Goal of the exercise: Lay out each line of the data below as a JSON list of strings, one string per line and blank lines omitted.

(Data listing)
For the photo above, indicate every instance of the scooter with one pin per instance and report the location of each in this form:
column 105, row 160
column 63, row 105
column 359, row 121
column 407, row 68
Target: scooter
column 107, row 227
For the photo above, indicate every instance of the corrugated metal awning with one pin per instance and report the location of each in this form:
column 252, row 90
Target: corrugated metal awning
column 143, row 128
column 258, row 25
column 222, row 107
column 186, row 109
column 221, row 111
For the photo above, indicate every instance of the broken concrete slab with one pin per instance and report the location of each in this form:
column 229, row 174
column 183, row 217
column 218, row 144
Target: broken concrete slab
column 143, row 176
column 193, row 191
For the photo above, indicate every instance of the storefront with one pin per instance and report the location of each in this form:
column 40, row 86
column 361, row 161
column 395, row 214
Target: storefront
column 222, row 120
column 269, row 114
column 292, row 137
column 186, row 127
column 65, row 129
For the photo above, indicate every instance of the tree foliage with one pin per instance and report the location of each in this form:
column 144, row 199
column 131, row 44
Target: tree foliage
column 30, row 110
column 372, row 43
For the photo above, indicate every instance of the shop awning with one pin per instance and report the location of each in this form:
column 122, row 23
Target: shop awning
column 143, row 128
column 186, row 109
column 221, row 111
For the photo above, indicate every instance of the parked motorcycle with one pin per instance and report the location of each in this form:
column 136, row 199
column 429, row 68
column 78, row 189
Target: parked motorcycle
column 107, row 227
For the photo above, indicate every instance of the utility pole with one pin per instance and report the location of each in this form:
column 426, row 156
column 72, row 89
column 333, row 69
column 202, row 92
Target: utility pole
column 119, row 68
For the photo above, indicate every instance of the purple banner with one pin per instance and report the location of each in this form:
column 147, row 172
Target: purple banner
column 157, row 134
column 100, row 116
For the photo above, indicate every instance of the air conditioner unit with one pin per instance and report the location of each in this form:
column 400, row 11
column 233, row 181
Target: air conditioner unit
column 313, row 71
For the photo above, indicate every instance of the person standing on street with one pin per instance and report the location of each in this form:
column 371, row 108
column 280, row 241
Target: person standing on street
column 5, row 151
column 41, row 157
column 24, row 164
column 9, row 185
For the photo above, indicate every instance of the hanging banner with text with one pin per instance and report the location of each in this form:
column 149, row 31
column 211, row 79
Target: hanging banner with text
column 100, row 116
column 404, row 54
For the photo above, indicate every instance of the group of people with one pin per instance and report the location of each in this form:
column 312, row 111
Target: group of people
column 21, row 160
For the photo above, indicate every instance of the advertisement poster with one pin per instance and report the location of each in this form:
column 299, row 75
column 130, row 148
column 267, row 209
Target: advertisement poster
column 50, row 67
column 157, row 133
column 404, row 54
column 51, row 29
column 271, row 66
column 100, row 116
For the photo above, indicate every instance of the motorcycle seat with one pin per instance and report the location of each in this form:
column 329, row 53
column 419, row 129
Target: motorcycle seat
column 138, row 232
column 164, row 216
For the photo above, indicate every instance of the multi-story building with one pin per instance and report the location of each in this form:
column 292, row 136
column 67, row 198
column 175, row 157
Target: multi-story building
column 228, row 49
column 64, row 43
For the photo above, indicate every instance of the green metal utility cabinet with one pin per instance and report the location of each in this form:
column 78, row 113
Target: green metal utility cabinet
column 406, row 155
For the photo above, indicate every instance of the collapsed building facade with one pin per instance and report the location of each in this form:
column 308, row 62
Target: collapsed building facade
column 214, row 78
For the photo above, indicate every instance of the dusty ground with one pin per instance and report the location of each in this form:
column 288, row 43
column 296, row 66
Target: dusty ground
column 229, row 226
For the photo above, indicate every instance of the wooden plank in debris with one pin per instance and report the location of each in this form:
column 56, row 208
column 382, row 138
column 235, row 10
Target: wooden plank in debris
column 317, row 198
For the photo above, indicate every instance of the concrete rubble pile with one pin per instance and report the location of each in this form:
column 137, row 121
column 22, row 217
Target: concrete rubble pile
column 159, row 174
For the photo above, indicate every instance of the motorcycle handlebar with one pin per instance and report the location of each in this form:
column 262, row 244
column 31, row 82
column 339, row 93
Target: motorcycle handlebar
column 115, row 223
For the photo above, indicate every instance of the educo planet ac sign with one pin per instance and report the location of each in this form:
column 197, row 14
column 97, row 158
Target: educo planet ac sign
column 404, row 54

Final result:
[
  "For the photo above, indicate every instance of the scooter with one pin per instance and report the location of each in this form:",
  "column 105, row 160",
  "column 63, row 105",
  "column 359, row 121",
  "column 407, row 68",
  "Target: scooter",
  "column 107, row 227",
  "For the photo above, indicate every instance of the corrugated metal awning with one pin per instance and report the location of each in this form:",
  "column 252, row 90",
  "Target: corrugated metal awning",
  "column 143, row 128",
  "column 258, row 25",
  "column 222, row 107",
  "column 186, row 109",
  "column 221, row 111",
  "For the photo above, indicate every instance of the broken concrete slab with one pin per instance and report the location of each in this form:",
  "column 229, row 174",
  "column 183, row 217",
  "column 218, row 144",
  "Target: broken concrete slab",
  "column 143, row 176",
  "column 193, row 191",
  "For the photo above, indicate every instance of the storefront with one pin per instance and report the location of each in this form:",
  "column 40, row 86",
  "column 361, row 161",
  "column 395, row 214",
  "Target: storefront",
  "column 222, row 120",
  "column 269, row 114",
  "column 292, row 137",
  "column 186, row 127",
  "column 65, row 129",
  "For the photo above, indicate every instance of the tree foliage with one pin per instance and report the location of each in this form:",
  "column 144, row 199",
  "column 131, row 44",
  "Target: tree foliage",
  "column 30, row 110",
  "column 372, row 43",
  "For the photo above, indicate every instance of the shop awning with one pin per instance and report the location of each in this form:",
  "column 122, row 23",
  "Target: shop awning",
  "column 143, row 128",
  "column 186, row 109",
  "column 221, row 111",
  "For the photo above, indicate every instance of the parked motorcycle with one pin per instance and report the location of each in this form:",
  "column 136, row 199",
  "column 429, row 68",
  "column 78, row 189",
  "Target: parked motorcycle",
  "column 107, row 227",
  "For the photo above, indicate every instance of the utility pole with one pin per instance and report the location of each in this form:",
  "column 426, row 156",
  "column 72, row 89",
  "column 333, row 69",
  "column 202, row 92",
  "Target: utility pole",
  "column 119, row 68",
  "For the photo above, indicate every instance of the purple banner with one pin per instance and report the location of each in this form:",
  "column 147, row 172",
  "Target: purple banner",
  "column 157, row 134",
  "column 100, row 116",
  "For the photo above, indicate every instance of the air conditioner unit with one pin per instance and report the location of each in this form:",
  "column 400, row 11",
  "column 233, row 181",
  "Target: air conditioner unit",
  "column 313, row 71",
  "For the photo above, indicate every instance of the person standing on street with one pin per instance and report the location of each in this form:",
  "column 371, row 108",
  "column 280, row 241",
  "Target: person standing on street",
  "column 5, row 151",
  "column 41, row 157",
  "column 24, row 164",
  "column 9, row 185",
  "For the photo above, indicate every instance of the hanging banner with text with one pin per instance and report the location of each in this form:",
  "column 149, row 31",
  "column 211, row 79",
  "Target: hanging banner with text",
  "column 100, row 116",
  "column 404, row 54",
  "For the photo above, indicate every instance of the group of people with one pin per instance and report the location of each in this form:",
  "column 312, row 111",
  "Target: group of people",
  "column 21, row 160",
  "For the photo above, indicate every instance of the advertisement poster with one pin per instance and report the location of each in this form:",
  "column 299, row 75",
  "column 130, row 148",
  "column 267, row 209",
  "Target: advertisement poster",
  "column 50, row 67",
  "column 157, row 133",
  "column 404, row 54",
  "column 51, row 29",
  "column 271, row 66",
  "column 100, row 116",
  "For the photo above, indicate every instance of the motorcycle seat with one pin per instance and report the location of each in this form:",
  "column 329, row 53",
  "column 419, row 129",
  "Target: motorcycle seat",
  "column 138, row 232",
  "column 164, row 216",
  "For the photo above, indicate every instance of the multi-story building with one pin per instance and report the location of each in this form:",
  "column 292, row 136",
  "column 67, row 198",
  "column 175, row 157",
  "Target: multi-story building",
  "column 228, row 49",
  "column 64, row 43",
  "For the photo above, indicate every instance of the green metal utility cabinet with one pin per instance and report the location of each in this form:",
  "column 78, row 113",
  "Target: green metal utility cabinet",
  "column 406, row 155",
  "For the photo above, indicate every instance of the collapsed building facade with one pin per instance and report the location of each in this form:",
  "column 308, row 62",
  "Target: collapsed building facade",
  "column 214, row 78",
  "For the photo above, indicate every instance of the dusty ground with one pin per instance and report the location of each in this form:",
  "column 288, row 43",
  "column 296, row 66",
  "Target: dusty ground",
  "column 229, row 226",
  "For the photo above, indicate every instance of the wooden plank in debris with one pin per instance and report the location of each in this form:",
  "column 56, row 208",
  "column 382, row 138",
  "column 235, row 10",
  "Target: wooden plank in debris",
  "column 317, row 198",
  "For the photo above, indicate every instance of the concrete rubble pile with one pin per instance and report the location of each in this form:",
  "column 137, row 121",
  "column 22, row 217",
  "Target: concrete rubble pile",
  "column 159, row 174",
  "For the photo above, indicate every instance of the motorcycle handlebar with one pin per instance and report the location of each in this form:",
  "column 262, row 244",
  "column 31, row 82",
  "column 339, row 93",
  "Target: motorcycle handlebar",
  "column 115, row 223",
  "For the photo above, indicate every instance of the educo planet ac sign with one pin per instance and report the location of each in this form:",
  "column 197, row 14",
  "column 97, row 158",
  "Target: educo planet ac sign",
  "column 404, row 54"
]